(Contour labeling items)
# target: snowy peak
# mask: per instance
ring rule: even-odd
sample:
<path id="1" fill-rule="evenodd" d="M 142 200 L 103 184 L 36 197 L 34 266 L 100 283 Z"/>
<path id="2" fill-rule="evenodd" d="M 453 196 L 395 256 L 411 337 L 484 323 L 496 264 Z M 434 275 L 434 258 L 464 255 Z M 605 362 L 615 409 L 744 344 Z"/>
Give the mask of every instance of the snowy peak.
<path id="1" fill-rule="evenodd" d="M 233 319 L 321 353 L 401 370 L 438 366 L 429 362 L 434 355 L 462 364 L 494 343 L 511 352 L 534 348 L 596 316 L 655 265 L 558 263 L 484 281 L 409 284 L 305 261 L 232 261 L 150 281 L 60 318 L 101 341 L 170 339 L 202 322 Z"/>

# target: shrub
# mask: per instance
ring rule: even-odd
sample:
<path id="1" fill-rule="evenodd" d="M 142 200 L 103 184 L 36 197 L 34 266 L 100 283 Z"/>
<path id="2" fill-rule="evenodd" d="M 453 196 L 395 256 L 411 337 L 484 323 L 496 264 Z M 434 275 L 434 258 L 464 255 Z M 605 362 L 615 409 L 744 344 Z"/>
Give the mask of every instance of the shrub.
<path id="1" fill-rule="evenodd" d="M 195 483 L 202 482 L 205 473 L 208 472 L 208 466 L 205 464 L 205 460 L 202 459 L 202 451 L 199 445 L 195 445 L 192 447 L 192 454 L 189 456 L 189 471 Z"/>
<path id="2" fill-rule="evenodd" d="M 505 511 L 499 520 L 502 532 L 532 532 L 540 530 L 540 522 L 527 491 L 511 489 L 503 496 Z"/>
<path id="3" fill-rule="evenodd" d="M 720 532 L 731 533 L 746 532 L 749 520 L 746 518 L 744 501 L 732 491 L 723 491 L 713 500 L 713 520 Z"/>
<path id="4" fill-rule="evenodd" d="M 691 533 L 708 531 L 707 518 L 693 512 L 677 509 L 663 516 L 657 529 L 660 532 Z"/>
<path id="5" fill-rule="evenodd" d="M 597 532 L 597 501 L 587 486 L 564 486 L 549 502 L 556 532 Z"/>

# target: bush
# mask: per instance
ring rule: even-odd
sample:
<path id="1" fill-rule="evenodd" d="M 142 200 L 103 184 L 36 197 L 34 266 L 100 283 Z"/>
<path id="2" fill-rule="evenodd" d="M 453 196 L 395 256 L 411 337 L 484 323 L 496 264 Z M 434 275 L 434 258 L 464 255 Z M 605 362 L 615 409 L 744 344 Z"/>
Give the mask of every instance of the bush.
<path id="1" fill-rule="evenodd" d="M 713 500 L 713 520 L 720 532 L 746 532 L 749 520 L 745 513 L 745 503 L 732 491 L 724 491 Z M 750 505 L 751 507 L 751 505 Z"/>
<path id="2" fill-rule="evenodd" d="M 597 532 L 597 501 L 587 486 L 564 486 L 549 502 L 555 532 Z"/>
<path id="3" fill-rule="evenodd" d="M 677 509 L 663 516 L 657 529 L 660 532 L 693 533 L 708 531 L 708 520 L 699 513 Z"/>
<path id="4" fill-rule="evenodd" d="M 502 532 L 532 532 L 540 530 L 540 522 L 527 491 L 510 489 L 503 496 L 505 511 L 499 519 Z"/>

» **Given task**: Copy every one of the lines above verbatim, character for character.

» **Finished task**:
# target: snowy peak
# mask: per instance
ring rule: even-odd
sample:
<path id="1" fill-rule="evenodd" d="M 142 200 L 103 184 L 36 197 L 34 266 L 100 283 Z"/>
<path id="2" fill-rule="evenodd" d="M 453 196 L 395 256 L 411 337 L 484 323 L 496 264 Z M 434 275 L 434 258 L 464 255 Z M 605 362 L 615 409 L 744 344 Z"/>
Give the mask of every instance of the snowy peak.
<path id="1" fill-rule="evenodd" d="M 233 319 L 321 353 L 401 370 L 438 366 L 429 362 L 434 355 L 462 364 L 494 343 L 511 352 L 534 348 L 596 316 L 655 265 L 558 263 L 484 281 L 409 284 L 305 261 L 232 261 L 150 281 L 60 318 L 101 341 L 170 339 L 202 322 Z"/>

# target: shrub
# mask: per instance
ring rule: even-odd
sample:
<path id="1" fill-rule="evenodd" d="M 142 200 L 103 184 L 36 197 L 34 266 L 100 283 Z"/>
<path id="2" fill-rule="evenodd" d="M 453 196 L 395 256 L 411 337 L 484 323 L 496 264 Z M 434 275 L 434 258 L 464 255 Z M 605 362 L 615 409 L 744 344 Z"/>
Give the mask of every instance of the shrub.
<path id="1" fill-rule="evenodd" d="M 195 483 L 202 482 L 205 473 L 208 472 L 208 466 L 205 464 L 205 460 L 202 459 L 202 451 L 199 445 L 195 445 L 192 447 L 192 454 L 189 456 L 189 471 Z"/>
<path id="2" fill-rule="evenodd" d="M 505 511 L 499 520 L 502 532 L 532 532 L 540 530 L 540 522 L 527 491 L 511 489 L 503 496 Z"/>
<path id="3" fill-rule="evenodd" d="M 720 532 L 731 533 L 746 532 L 749 520 L 746 518 L 744 501 L 732 491 L 723 491 L 713 500 L 713 520 Z"/>
<path id="4" fill-rule="evenodd" d="M 691 533 L 708 531 L 707 518 L 693 512 L 677 509 L 663 516 L 657 529 L 660 532 Z"/>
<path id="5" fill-rule="evenodd" d="M 597 532 L 597 501 L 587 486 L 564 486 L 549 502 L 556 532 Z"/>

# target: bush
# mask: per instance
ring rule: even-odd
sample:
<path id="1" fill-rule="evenodd" d="M 142 200 L 103 184 L 36 197 L 34 266 L 100 283 Z"/>
<path id="2" fill-rule="evenodd" d="M 453 196 L 395 256 L 411 337 L 484 323 L 496 264 Z M 434 275 L 434 258 L 464 255 Z M 605 362 L 615 409 L 744 344 Z"/>
Give the mask of every instance of the bush.
<path id="1" fill-rule="evenodd" d="M 713 500 L 713 520 L 720 532 L 746 532 L 749 520 L 745 513 L 745 503 L 732 491 L 724 491 Z M 750 505 L 751 507 L 751 505 Z"/>
<path id="2" fill-rule="evenodd" d="M 597 532 L 597 501 L 587 486 L 564 486 L 549 502 L 555 532 Z"/>
<path id="3" fill-rule="evenodd" d="M 677 509 L 663 516 L 657 529 L 660 532 L 693 533 L 708 531 L 708 520 L 699 513 Z"/>
<path id="4" fill-rule="evenodd" d="M 502 532 L 532 532 L 540 530 L 540 522 L 527 491 L 510 489 L 503 496 L 505 511 L 499 519 Z"/>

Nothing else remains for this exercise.